Resize the data from the line that contains "wooden bowl in the picture above?" through the end of the data, both ends included. Give only those lines again, requests included, with every coordinate in the answers multiplied by 1.85 and rounded to a whole number, halves rounded up.
----------
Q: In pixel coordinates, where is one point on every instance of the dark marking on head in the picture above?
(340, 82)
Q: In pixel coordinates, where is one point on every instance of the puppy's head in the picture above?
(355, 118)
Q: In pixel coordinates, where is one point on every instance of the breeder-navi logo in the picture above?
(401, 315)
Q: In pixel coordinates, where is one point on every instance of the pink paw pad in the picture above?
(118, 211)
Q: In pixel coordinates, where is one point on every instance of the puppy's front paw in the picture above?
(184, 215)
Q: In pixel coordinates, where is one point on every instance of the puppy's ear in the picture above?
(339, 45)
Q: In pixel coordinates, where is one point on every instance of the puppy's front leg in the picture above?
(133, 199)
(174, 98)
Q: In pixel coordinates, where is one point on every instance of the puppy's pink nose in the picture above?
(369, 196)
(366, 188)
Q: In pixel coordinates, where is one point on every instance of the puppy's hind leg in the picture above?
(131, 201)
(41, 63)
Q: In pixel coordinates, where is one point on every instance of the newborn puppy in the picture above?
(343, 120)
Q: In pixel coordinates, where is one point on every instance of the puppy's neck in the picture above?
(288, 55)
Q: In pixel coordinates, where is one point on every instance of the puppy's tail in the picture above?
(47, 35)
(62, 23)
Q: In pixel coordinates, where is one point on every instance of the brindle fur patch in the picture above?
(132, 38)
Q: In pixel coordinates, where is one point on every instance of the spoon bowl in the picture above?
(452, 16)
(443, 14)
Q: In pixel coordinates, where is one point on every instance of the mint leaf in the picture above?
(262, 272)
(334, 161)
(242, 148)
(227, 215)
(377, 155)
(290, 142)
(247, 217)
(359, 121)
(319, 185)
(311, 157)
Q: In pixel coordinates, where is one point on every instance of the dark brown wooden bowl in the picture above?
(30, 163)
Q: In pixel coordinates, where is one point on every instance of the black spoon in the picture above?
----------
* The completed task *
Q: In pixel coordinates, where is one point on every instance of the dark brown wooden bowl in the picture above?
(56, 302)
Q: In pixel coordinates, where is one point on every instance of the black spoon in the picture above?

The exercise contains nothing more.